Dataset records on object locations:
* * * * * * *

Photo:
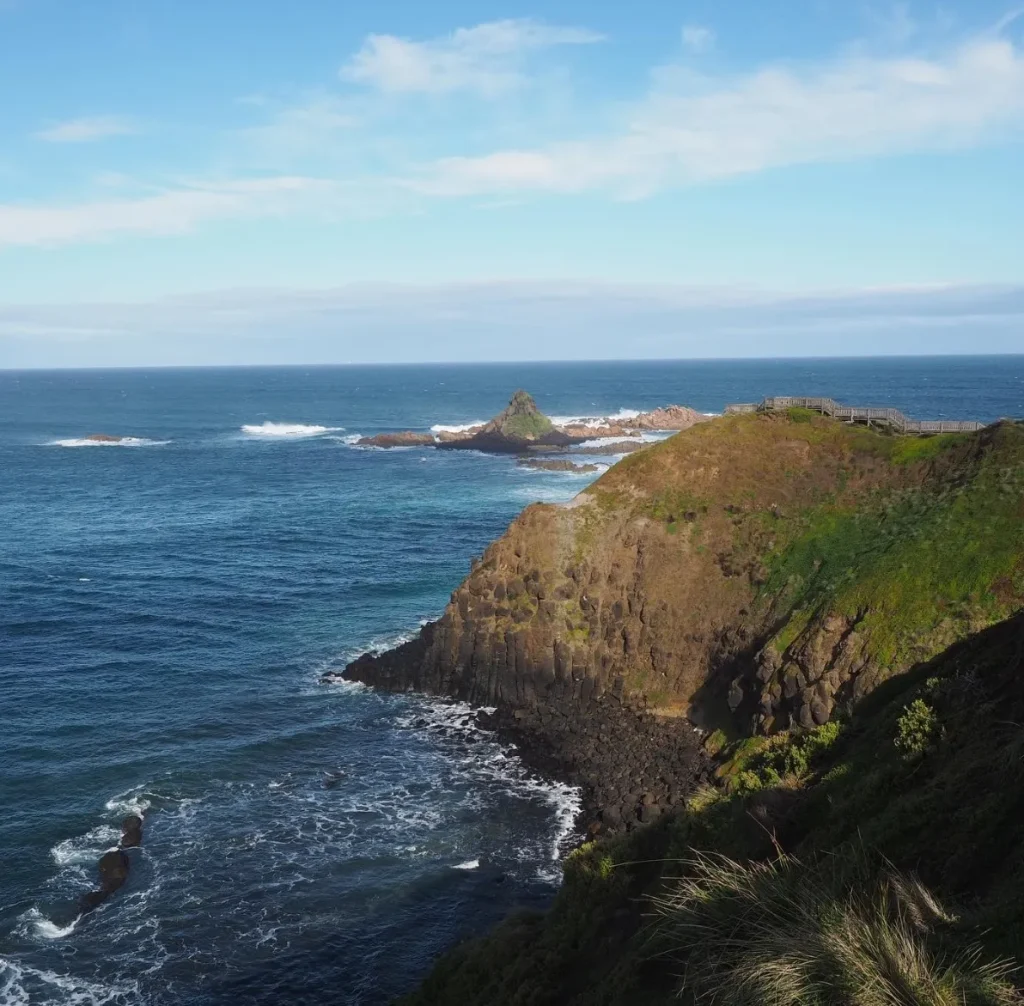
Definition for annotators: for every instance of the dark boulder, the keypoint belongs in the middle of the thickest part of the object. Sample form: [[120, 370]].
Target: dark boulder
[[131, 832]]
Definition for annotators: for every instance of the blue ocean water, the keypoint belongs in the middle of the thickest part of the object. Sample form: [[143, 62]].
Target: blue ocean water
[[166, 612]]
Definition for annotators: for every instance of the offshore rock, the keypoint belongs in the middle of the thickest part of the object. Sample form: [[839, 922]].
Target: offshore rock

* * * * * * *

• Problem details
Output the lines above as a Markdown table with two columns, No. and Line, giving each line its own numbered row and leaving out blank lines. Omit the pictures from the table.

• In response
| No. | Line |
|---|---|
| 1 | Photo: |
| 2 | Definition for annotators: for every instance of the dark boulder, the keypoint belongs in the middle of the thickest part of the object. Sample form: [[120, 370]]. |
| 3 | Target: dark boulder |
| 4 | [[131, 832]] |
| 5 | Definition for annotators: for every instance of the blue ocean water, the keypoint belongs in the middle of the thickest part of the object. Sample form: [[143, 62]]. |
| 6 | Target: blue ocean water |
| 7 | [[166, 612]] |
| 8 | Definition for annotators: for every instance of the offshore rock, the keypoint belongs in the middle of the thickest part of the object. Sample form: [[839, 922]]. |
| 9 | Target: offshore rock |